** Begin **
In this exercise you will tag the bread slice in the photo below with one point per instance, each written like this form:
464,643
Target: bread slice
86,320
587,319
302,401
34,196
** End **
** Begin **
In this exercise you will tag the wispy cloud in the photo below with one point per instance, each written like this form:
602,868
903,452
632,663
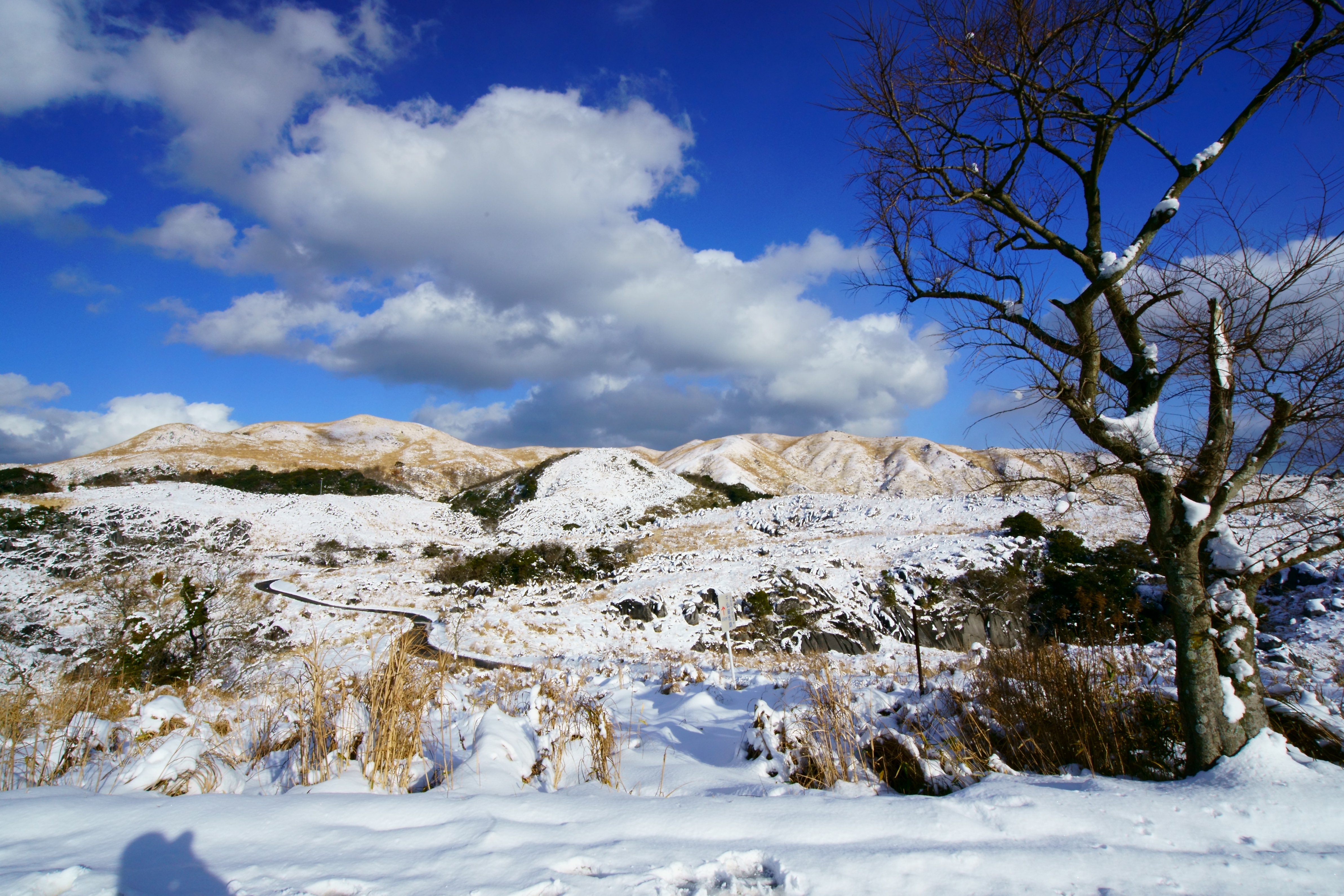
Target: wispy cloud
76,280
** End **
EXERCISE REQUIREMENTS:
Pull out each line of the items above that contains the word "like", and copy those lines unchanged. Case counts.

EXERCISE RESULT:
In this exercise you will tag the bread slice in the photo below with one point per instance, each written like this form:
In this exercise you will tag the wispy cloud in the photo below with one point per instance, each written like this form:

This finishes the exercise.